Unreal Engine 5, [UE5 Developer Availability 2022-04-05]

Fun thing about the Engine reveal demo on PS5 was, that they heavily reused assets all over the place. Just like the portal that was made of parts of buildings etc. just scaled down in size. So it really seems that they are really aware that all this new stuff has a cost in form of storage requirements.
Even if storage were unlimited, artist time to generate assets at higher detail than before increases (advantages of no more work on LOD aside), so it's not clear what's the practical limit. Technically it's storage, cost wise it's still content creation.

In my opinion the primacy of "original captured assets" is just a phase. AI techniques are already good enough to generate faces, why are rocks special?...
ML can do 2D images of faces, but 3D models is still a problem afaik?
I have seen lots of good results on TL based terrain generation. Those were 2D hightmaps as well.
I'm pretty convinced ML will help content creation, but so far i have not seen much practical tools yet, and doing it on client to help the storage problem sounds very distant. Unpredictable results due to HW dependent floating point results alone already sounds a though problem.
 
You can later calculate what the player can see and start culling the stored data automatically from that. I think they discussed this very early on? Not sure.
The SDF could help to accelerate this process.
But at least one instance of every model will always stay, so it can help only performance, but not storage.
 
Nanite is definitely not predicated on kitbashing. The fine grained culling provided by the visibility buffer approach lets kitbashing be relatively performant, but it's absolutely the worst case for nanite performance. All of the rest of the properties of nanite (extremely effective mesh compression, no gpu performance cost growth with polycount or number of unique items, low cost for streaming in geometry) make it the most conducive approach to asset variety in the industry right now.
This is a great point to emphasize. While the megascans kitbashing stuff is a neat way to flex, Nanite really is a just generally a better way to static meshes of any polygon densities. This is particularly true for stuff like Virtual Shadow Maps and Lumen where having even low poly meshes be Nanite increases performance by 5x or more in most cases. The key point is that Nanite can do things like render the whole world at low resolution and/or many different views at once much more efficiently than the conventional graphics pipeline.

With non-nanite static meshes you can fairly easily get into bad cases with virtual shadow maps for instance where you are effectively asking it to scatter parts of the mesh across 20+ different views of various resolutions. There's just no efficient way to do this without at the very least breaking the mesh up into clusters, similar to what Nanite does.

Thus I will reiterate: Nanite need not be synonymous with super highly detailed geometry. It enables that where it will benefit a project, but it provides a lot in all cases.
 
Thus I will reiterate: Nanite need not be synonymous with super highly detailed geometry. It enables that where it will benefit a project, but it provides a lot in all cases.
Personally i think it only has upsides, no downsides. I expect (and hope) everybody will adopt a similar system to their engines within next few years.

Karis is the new Carmack, whooo!!! :D
 
Benchmarks on the throughput of zlib and kraken using software decompression directly contradict this statement.

_DATA PROVIDED_

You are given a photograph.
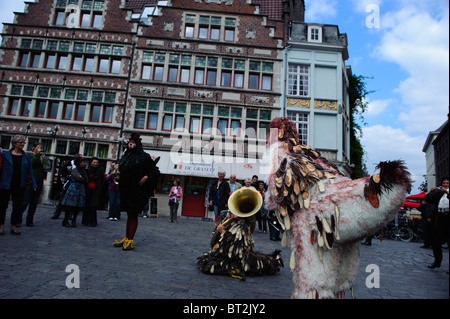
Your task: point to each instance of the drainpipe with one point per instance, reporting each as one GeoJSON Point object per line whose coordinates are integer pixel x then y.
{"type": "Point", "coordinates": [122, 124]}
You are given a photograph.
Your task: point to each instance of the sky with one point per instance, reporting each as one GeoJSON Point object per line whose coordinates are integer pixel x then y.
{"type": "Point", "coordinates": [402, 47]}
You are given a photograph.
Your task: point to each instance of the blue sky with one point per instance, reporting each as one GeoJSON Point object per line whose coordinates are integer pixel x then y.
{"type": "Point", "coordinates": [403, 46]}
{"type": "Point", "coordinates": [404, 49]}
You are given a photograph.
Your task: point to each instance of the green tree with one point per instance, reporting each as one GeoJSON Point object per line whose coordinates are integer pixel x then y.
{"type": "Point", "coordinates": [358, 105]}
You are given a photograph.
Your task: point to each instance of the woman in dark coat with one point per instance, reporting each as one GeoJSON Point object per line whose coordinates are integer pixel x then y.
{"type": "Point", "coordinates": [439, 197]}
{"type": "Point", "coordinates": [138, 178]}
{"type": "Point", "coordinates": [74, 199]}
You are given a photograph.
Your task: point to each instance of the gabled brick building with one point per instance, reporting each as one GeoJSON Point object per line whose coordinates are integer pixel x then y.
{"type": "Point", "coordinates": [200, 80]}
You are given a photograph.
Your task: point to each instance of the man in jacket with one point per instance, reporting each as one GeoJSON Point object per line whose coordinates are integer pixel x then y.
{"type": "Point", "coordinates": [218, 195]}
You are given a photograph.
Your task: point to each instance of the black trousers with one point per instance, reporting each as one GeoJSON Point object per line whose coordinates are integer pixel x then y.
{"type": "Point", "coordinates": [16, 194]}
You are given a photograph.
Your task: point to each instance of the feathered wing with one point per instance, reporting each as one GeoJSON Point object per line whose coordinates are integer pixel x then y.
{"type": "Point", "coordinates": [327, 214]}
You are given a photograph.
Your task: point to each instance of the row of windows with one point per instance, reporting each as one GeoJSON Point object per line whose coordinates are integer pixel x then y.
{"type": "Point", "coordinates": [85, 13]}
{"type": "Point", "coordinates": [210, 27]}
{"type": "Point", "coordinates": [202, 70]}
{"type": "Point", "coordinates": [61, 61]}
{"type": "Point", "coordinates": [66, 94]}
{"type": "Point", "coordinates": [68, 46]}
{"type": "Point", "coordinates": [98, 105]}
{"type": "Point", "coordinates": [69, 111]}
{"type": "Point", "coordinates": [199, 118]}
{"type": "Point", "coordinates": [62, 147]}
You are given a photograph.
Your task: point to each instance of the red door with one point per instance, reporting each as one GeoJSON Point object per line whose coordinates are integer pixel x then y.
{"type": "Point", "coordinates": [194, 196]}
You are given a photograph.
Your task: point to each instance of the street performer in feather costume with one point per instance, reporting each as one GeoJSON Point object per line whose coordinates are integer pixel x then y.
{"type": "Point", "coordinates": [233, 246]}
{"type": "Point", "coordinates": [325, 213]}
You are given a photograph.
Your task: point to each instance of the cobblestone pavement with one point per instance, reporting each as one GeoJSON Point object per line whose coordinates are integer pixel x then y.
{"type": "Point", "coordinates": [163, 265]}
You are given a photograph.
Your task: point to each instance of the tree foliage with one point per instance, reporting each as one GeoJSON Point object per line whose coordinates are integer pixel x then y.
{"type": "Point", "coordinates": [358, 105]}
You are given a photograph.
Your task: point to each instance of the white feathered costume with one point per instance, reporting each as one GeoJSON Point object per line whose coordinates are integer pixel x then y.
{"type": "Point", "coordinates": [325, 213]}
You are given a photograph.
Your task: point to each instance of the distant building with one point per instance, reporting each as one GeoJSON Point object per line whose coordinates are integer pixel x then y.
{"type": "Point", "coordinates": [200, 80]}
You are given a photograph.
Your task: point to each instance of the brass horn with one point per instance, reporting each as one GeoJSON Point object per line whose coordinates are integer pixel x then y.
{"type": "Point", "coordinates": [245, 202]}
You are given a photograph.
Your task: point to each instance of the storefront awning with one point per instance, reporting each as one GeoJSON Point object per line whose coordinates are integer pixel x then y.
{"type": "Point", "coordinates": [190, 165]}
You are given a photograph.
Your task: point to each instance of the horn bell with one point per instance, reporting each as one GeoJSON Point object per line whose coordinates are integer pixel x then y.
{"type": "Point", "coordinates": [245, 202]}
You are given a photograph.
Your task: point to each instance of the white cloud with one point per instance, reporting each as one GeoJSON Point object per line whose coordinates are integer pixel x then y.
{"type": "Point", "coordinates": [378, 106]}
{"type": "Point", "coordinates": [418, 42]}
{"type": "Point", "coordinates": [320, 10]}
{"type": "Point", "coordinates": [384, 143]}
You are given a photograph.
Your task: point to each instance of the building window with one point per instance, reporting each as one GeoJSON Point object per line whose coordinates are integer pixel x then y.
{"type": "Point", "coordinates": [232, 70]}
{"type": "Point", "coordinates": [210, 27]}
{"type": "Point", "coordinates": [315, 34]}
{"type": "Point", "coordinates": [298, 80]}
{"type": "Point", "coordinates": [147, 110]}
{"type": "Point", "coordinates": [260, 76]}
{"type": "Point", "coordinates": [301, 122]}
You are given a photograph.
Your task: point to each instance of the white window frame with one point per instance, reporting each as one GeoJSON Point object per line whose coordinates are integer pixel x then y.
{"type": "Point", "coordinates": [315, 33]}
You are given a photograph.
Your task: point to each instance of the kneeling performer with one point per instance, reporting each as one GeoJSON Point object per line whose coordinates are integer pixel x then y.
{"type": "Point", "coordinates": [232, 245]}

_TASKS TO PERFORM_
1. Translate this sentence from the forum thread on Unreal Engine 5 into Spanish: "Nanite is definitely not predicated on kitbashing."
2. Pick out each line in the rows that contains the word "costume", and copy those lines.

_OUTPUTS FOR THE TASKS_
1. Nanite definitivamente no depende del kitbashing.

2.
Your task: point to each instance of the street performer in feather costume with one point per instance, reporting each as one GeoJSON Point object per line whose coordinates are integer pixel x then y.
Your task: point to each instance of the white feathered costume with one point per instance, reporting each as one GeoJSON Point object per line whose coordinates are integer pixel x then y.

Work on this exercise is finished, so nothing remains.